Apply what you read:
**a.** Answer these questions about the classroom blog:
(i) What organization started filming the presentations at the end of 2018?
(ii) At what school will the first SHHS Annual Meeting be held?
(iii) How much did Ron Phelps earn for each quart of raspberries he picked for his Grandma?
**b.** Output the passage of the classroom blog that runs from "The students in" down to "along the way.", copied without any change.

Text block:
Dr. Robinson's 3-4 classroom blog from 2012-2016

The students in Dr. Robinson's 3-4 Team studied South Hero History for 6 years and took many field trips around town.
Click on this link to see where the students went around town and what townsfolk they met along the way.


At the end of 2018 Lake Champlain Access Television [LCATV] started filming our presentations. Their output is 2 to 4 times sharper than the videos I was putting up. That means it takes a little longer to get the video to start. [The reason I reduced the quality level of my videos.] Their production is different than mine and you will notice that immediately.
When you click on a video, it starts to load. It will take about 30 seconds [an eternity when you are waiting] to start playing. The speakers will start to sound and the video will look like it is not running for about 23 seconds. LCATV puts up an identification POSTER for those 23 seconds. Don't be alarmed, it is running if you can hear the sound.

The old WEB guy

Thursday, September 19, 2013

Annual Meeting and Sandbar Restaurant Program by Bill and Ron Phelps

Sept. 18, 2013 Dear SHHS Members, We would like to invite you to our very first SHHS Annual Meeting on Oct. 4, 2013 at the Folsom School starting at 6:30. We will be voting on the By-Laws which a committee worked on this year. We will present a Treasurer's report and a budget for next year. We will ask for your input into projects you would like to see the society consider and future programs you would like to see the society host. We will also host Bill and Ron Phelps telling stories of their grandfather Benajah Phelps and their great-uncle Sydney Phelps who built and operated the Sandbar Restaurant, otherwise known as the Phelps House. In addition to collecting tolls for the bridge, they operated an inn and a restaurant. This grandfather also planted the trees at the south end of South Street. Great-grandfather Benajah was also postmaster, as well as having fought in the Civil War. All are welcome to share in an important part of our local history. Members have received via email or snail mail
the President's report of the society's activities for the past year and a copy of the By-Laws which we will need to vote on that night. Please take a moment to look them over and if you have any questions you may email us or call our president, Terry Robinson at 372-3933. Thank you for your input and support. We hope to see you Friday, Oct. 4. Your SHHS Executive board, President-Terry Robinson Vice-president-Peg Clark Treasurer-Sue Crowley Secretary--Dolf Wirsing Trustees-Bret Corbin, Judy Duval, Ken Rocheleau and Hazel Quelch

Sunday, September 8, 2013

Pictures From Two Campgrounds--Lakeside and Skyland

A few stories from our program;
Ron Phelps would pick raspberries for 10 cents a quart for his Grandma and she would sell them to Skyland for 65cents!!

[Saved entries]
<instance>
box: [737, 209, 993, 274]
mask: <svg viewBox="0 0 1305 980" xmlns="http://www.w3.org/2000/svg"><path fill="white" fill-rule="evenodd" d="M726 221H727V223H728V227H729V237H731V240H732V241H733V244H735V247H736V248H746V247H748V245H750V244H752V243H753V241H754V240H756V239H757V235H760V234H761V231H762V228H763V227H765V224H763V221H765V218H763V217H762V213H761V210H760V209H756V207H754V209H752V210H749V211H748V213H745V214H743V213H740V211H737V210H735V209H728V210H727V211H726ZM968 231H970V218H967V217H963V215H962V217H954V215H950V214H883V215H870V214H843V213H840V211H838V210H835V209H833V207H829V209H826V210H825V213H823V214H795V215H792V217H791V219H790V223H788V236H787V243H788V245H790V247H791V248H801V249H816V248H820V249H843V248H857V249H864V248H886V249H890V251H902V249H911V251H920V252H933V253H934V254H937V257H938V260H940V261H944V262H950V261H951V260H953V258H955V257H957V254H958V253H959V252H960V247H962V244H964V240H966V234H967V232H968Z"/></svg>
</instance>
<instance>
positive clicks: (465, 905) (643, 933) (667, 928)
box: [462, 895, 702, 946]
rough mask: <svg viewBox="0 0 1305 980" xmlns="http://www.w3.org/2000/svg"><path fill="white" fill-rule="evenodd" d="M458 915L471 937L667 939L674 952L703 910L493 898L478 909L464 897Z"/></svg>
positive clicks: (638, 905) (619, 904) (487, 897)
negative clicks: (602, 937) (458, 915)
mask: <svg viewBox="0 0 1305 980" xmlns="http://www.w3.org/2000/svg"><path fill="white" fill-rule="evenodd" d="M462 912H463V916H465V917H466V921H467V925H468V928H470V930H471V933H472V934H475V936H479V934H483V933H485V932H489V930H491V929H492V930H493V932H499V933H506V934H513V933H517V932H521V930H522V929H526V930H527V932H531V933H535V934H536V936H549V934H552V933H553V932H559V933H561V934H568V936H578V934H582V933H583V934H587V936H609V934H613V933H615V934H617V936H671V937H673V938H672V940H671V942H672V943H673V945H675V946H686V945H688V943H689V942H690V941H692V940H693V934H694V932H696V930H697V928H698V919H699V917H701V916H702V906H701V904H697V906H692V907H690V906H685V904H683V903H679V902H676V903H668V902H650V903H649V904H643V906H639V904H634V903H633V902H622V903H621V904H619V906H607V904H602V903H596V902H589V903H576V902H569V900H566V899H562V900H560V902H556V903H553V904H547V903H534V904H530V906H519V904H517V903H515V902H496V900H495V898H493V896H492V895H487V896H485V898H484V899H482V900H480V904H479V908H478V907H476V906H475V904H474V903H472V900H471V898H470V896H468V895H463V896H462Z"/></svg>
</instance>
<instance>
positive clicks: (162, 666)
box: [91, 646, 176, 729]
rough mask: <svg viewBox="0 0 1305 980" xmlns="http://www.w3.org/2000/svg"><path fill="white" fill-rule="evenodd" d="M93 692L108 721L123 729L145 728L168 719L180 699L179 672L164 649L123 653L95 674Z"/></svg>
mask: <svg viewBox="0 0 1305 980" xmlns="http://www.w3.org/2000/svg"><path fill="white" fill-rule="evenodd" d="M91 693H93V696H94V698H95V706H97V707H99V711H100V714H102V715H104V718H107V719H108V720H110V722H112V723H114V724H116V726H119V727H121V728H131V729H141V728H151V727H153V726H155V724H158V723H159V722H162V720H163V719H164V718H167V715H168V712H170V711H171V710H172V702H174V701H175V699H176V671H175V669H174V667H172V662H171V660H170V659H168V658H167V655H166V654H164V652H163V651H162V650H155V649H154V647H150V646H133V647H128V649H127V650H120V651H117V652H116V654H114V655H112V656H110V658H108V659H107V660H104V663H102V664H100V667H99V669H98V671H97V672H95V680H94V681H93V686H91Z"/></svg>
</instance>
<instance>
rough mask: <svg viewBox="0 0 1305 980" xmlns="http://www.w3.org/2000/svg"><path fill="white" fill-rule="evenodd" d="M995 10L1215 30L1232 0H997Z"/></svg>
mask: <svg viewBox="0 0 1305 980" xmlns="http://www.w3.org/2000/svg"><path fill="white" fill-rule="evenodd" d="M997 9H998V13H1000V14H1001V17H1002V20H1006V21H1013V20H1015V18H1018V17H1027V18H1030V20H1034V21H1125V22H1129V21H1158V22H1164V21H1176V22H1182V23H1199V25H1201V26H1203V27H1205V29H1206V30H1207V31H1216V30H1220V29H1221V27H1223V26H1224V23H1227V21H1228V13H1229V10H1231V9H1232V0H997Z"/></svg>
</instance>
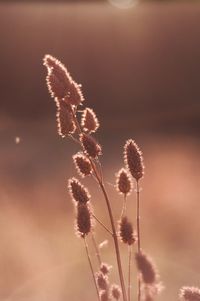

Answers to the exercises:
**a.**
(i) Lake Champlain Access Television (LCATV)
(ii) The Folsom School
(iii) 10 cents

**b.**
The students in Dr. Robinson's 3-4 Team studied South Hero History for 6 years and took many field trips around town.
Click on this link to see where the students went around town and what townsfolk they met along the way.